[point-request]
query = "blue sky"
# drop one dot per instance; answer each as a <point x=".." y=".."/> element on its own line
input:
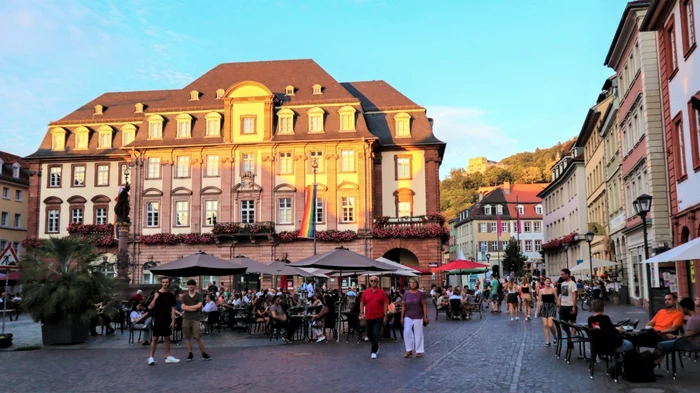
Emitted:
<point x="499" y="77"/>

* * *

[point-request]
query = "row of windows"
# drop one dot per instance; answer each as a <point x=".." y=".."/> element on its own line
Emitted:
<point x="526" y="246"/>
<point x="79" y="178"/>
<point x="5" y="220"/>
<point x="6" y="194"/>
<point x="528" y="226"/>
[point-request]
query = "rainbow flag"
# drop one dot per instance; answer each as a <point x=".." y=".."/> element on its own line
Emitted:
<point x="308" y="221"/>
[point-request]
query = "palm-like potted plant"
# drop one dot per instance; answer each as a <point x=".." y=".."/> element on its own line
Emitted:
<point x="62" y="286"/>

> Stated exercise: From the listing above, copy out each line that contains the word "query".

> Written solution:
query = "blue sky"
query = "row of windows"
query = "rainbow flag"
query = "palm-like potted plant"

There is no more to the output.